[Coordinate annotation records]
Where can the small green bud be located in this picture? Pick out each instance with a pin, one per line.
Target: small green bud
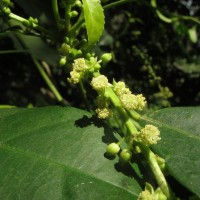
(106, 57)
(62, 61)
(79, 65)
(73, 13)
(158, 194)
(6, 2)
(126, 155)
(149, 135)
(78, 3)
(145, 195)
(6, 10)
(104, 113)
(99, 83)
(97, 66)
(64, 49)
(83, 44)
(26, 23)
(112, 149)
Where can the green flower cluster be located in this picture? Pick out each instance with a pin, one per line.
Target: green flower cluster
(79, 67)
(148, 135)
(129, 100)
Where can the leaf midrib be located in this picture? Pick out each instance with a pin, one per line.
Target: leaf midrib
(48, 161)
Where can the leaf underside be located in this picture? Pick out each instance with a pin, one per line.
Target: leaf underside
(94, 18)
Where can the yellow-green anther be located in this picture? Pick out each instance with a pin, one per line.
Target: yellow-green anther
(99, 83)
(120, 88)
(145, 195)
(112, 149)
(149, 135)
(141, 102)
(103, 113)
(75, 77)
(129, 101)
(79, 65)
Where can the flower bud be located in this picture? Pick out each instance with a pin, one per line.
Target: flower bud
(149, 135)
(99, 83)
(112, 149)
(62, 61)
(106, 57)
(126, 155)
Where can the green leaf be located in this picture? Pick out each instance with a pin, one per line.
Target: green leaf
(58, 153)
(180, 143)
(94, 18)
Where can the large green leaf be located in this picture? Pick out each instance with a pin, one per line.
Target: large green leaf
(180, 143)
(58, 153)
(94, 18)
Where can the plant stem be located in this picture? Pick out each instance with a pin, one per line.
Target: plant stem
(56, 13)
(35, 26)
(109, 93)
(160, 178)
(67, 16)
(47, 80)
(76, 26)
(118, 3)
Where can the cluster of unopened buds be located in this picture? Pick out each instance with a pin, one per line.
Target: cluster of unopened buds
(148, 135)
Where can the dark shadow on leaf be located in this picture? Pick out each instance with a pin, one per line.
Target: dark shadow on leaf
(93, 120)
(127, 170)
(87, 121)
(108, 138)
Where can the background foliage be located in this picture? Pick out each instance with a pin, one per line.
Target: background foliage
(147, 52)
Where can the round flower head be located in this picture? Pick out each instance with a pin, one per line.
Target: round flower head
(99, 83)
(120, 88)
(103, 113)
(129, 101)
(79, 65)
(75, 77)
(149, 135)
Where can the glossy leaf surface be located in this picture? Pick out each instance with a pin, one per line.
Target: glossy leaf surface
(58, 153)
(94, 18)
(180, 143)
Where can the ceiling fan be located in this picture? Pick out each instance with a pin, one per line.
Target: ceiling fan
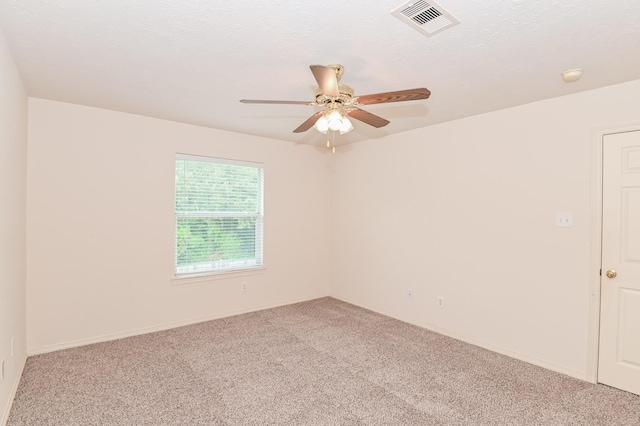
(338, 102)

▸ Set exercise
Repeat the material above in full and unchanged, minus its images.

▸ Task solution
Where can the small green bud be located in this picture? Pick out each instance with a pin, one per line.
Target: small green bud
(106, 57)
(62, 61)
(79, 65)
(73, 13)
(158, 194)
(6, 2)
(126, 155)
(149, 135)
(78, 3)
(145, 195)
(6, 10)
(104, 113)
(99, 83)
(97, 66)
(64, 49)
(83, 44)
(26, 23)
(112, 149)
Where can the green flower cluster be located in this picture? Pick out each instance with a pin, one per line.
Target: green flower cluster
(79, 67)
(148, 135)
(129, 100)
Where can the leaf midrib be located in this picture? Pick out each instance with a pin, one per line.
Target: leaf midrib
(48, 161)
Where can the leaf underside be located in this picture? Pick out each instance with a pin, one per line.
Target: leaf underside
(94, 18)
Where can the yellow-green anther be located in this picture? Pick out each instance with a pin, one per line.
Target: yellow-green anther
(99, 83)
(120, 88)
(145, 195)
(112, 149)
(149, 135)
(141, 102)
(103, 113)
(75, 77)
(129, 101)
(79, 65)
Where can the flower bud be located in this picture? Pick out each instance with a pin, one per line.
Target: flower bud
(149, 135)
(99, 83)
(112, 149)
(62, 61)
(106, 57)
(126, 155)
Where can the green leaf be located in this picture? Pick out each instance with a pin, one per line.
Target: green leaf
(58, 153)
(180, 143)
(94, 18)
Where can the large green leaf be located in this picture? Pick out each instance with a pin, one per line.
Target: large green leaf
(180, 143)
(58, 153)
(94, 18)
Where can the plant stem be located in this picture? Pick out each instance with a pin, one per line.
Target: plant stem
(56, 13)
(35, 26)
(109, 93)
(160, 178)
(67, 16)
(47, 80)
(76, 26)
(118, 3)
Where can the cluster of unopened buds be located in this picture? Pick out each instance with a pin, one per line.
Target: cluster of unopened buds
(148, 135)
Where can the dark shadow on leaf be located in this picture? Pick out each instance with a pin, one per line.
Target: dark shadow on leaf
(93, 120)
(127, 170)
(87, 121)
(108, 138)
Where can the background foliage be located in this picture? Pick out each instance with a pin, one per line.
Target: background foliage
(147, 52)
Where can the round flower head be located in this picture? Pick out each instance with a pin, one per line.
Target: round flower head
(99, 83)
(120, 88)
(103, 113)
(129, 101)
(79, 65)
(75, 77)
(149, 135)
Where can the glossy leaf surface be located in this picture? Pick out each instance with a pin, one per line.
Target: glossy leaf surface
(58, 153)
(94, 18)
(180, 143)
Where can the ceiling fan be located in this picture? Pick out each instance with a pin, one per line.
Target: ceiling fan
(338, 102)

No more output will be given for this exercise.